→ **YOUR OBJECTIVE**
All lines of the material that contain "like" must be copied out.

[INFORMATION SUPPLIED]

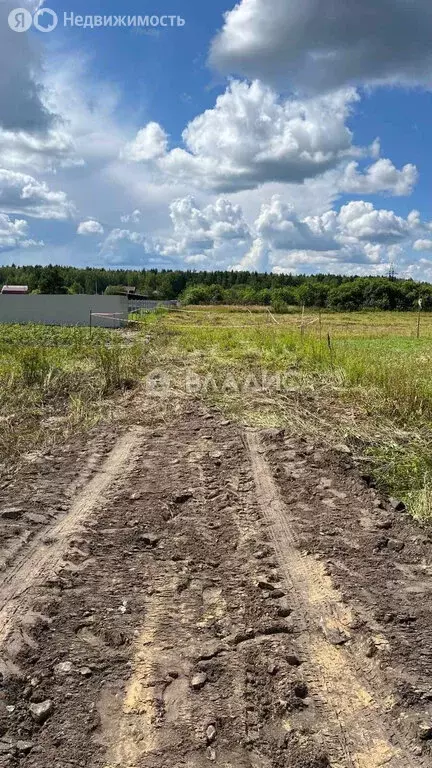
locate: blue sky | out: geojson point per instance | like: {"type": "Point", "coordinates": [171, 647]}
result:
{"type": "Point", "coordinates": [286, 142]}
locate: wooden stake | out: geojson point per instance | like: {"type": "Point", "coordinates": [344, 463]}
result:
{"type": "Point", "coordinates": [420, 303]}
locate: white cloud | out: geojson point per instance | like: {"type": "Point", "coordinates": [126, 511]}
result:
{"type": "Point", "coordinates": [216, 229]}
{"type": "Point", "coordinates": [362, 221]}
{"type": "Point", "coordinates": [382, 176]}
{"type": "Point", "coordinates": [251, 137]}
{"type": "Point", "coordinates": [22, 105]}
{"type": "Point", "coordinates": [14, 234]}
{"type": "Point", "coordinates": [20, 193]}
{"type": "Point", "coordinates": [423, 245]}
{"type": "Point", "coordinates": [357, 234]}
{"type": "Point", "coordinates": [133, 218]}
{"type": "Point", "coordinates": [150, 143]}
{"type": "Point", "coordinates": [321, 48]}
{"type": "Point", "coordinates": [42, 151]}
{"type": "Point", "coordinates": [90, 227]}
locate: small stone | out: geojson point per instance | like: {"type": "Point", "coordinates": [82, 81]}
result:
{"type": "Point", "coordinates": [425, 731]}
{"type": "Point", "coordinates": [325, 482]}
{"type": "Point", "coordinates": [335, 636]}
{"type": "Point", "coordinates": [12, 513]}
{"type": "Point", "coordinates": [266, 585]}
{"type": "Point", "coordinates": [276, 594]}
{"type": "Point", "coordinates": [150, 539]}
{"type": "Point", "coordinates": [397, 505]}
{"type": "Point", "coordinates": [300, 689]}
{"type": "Point", "coordinates": [65, 668]}
{"type": "Point", "coordinates": [384, 523]}
{"type": "Point", "coordinates": [181, 498]}
{"type": "Point", "coordinates": [211, 734]}
{"type": "Point", "coordinates": [396, 545]}
{"type": "Point", "coordinates": [85, 672]}
{"type": "Point", "coordinates": [24, 747]}
{"type": "Point", "coordinates": [36, 519]}
{"type": "Point", "coordinates": [41, 712]}
{"type": "Point", "coordinates": [198, 681]}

[/INFORMATION SUPPLIED]

→ **PROBLEM SOLUTION**
locate: blue sky | out: geojson point per instance | like: {"type": "Point", "coordinates": [171, 647]}
locate: wooden stake | out: geojson point per instance | like: {"type": "Point", "coordinates": [344, 463]}
locate: white cloud | out: geojson point per instance | like: {"type": "Point", "coordinates": [126, 511]}
locate: small stone | out: geojson point per instance | like: {"type": "Point", "coordinates": [82, 81]}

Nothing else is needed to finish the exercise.